======== LEESTEKST ========

Vrije en hoge heerlijkheid van Zuid-Polsbroek
Heerlijkheid Zuid-Polsbroek | |||||
---|---|---|---|---|---|
heerlijkheid | |||||
| |||||
| |||||
Algemene gegevens | |||||
Hoofdstad | Polsbroek (Zuid-Polsbroek) | ||||
Oppervlakte | de heerlijkheid omvatte 1623[1] 692 morgen[2] | ||||
Bevolking | in 1623 omvatte de heerlijkheid 56 huizen[1] | ||||
Talen | Oudnederlands, Diets (Middelnederlands), Nederlands | ||||
Regering | |||||
Regeringsvorm | Heerlijkheid | ||||
Staatshoofd | Heer | ||||
Plv. staatshoofd | drossaard |
Zuid-Polsbroek was een hoge heerlijkheid,[3] onder beheer van de Staten van Holland, ten zuidwesten van Utrecht.
Het gebied besloeg ongeveer de oppervlakte van de huidige deelgemeente Polsbroek in de Utrechtse gemeente Lopik. De heerlijkheid was mogelijk oorspronkelijk een Hollands leen, maar dit is niet zeker.

========

## JOUW OPDRACHT:
Beantwoord graag de volgende vragen over de tekst over Zuid-Polsbroek.
1. Hoeveel huizen telde de heerlijkheid in 1623?
2. Welke titel had het plaatsvervangend staatshoofd?
3. In welke huidige gemeente ligt het gebied van de vroegere heerlijkheid?

======== GEGEVEN ITEMS ========

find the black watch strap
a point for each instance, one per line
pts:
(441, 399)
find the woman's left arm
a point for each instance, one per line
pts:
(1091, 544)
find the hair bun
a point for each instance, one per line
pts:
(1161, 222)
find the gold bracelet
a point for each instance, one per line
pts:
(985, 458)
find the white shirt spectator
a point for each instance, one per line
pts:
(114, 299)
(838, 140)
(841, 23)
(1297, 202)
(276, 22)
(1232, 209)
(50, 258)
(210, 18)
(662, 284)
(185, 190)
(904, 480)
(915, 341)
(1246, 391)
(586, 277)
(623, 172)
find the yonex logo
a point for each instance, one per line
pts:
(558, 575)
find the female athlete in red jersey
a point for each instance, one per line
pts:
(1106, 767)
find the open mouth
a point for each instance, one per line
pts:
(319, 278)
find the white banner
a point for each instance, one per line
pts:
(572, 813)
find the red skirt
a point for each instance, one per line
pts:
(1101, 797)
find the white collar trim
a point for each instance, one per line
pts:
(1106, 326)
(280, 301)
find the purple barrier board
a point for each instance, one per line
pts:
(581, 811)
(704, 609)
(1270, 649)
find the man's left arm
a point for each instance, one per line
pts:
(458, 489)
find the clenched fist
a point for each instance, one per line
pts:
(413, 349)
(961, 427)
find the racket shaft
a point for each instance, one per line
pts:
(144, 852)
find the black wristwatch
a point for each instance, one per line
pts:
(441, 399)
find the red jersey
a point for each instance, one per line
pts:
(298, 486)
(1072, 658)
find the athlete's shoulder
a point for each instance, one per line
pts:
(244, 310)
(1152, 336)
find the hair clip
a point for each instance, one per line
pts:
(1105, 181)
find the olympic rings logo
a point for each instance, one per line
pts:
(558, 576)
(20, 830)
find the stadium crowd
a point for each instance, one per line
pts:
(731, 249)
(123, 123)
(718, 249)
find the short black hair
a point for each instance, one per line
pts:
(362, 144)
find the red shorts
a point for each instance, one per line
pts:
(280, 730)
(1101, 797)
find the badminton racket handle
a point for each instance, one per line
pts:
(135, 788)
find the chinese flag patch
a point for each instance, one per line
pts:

========

## DE OPLOSSING:
1. 56 huizen
2. Drossaard
3. Lopik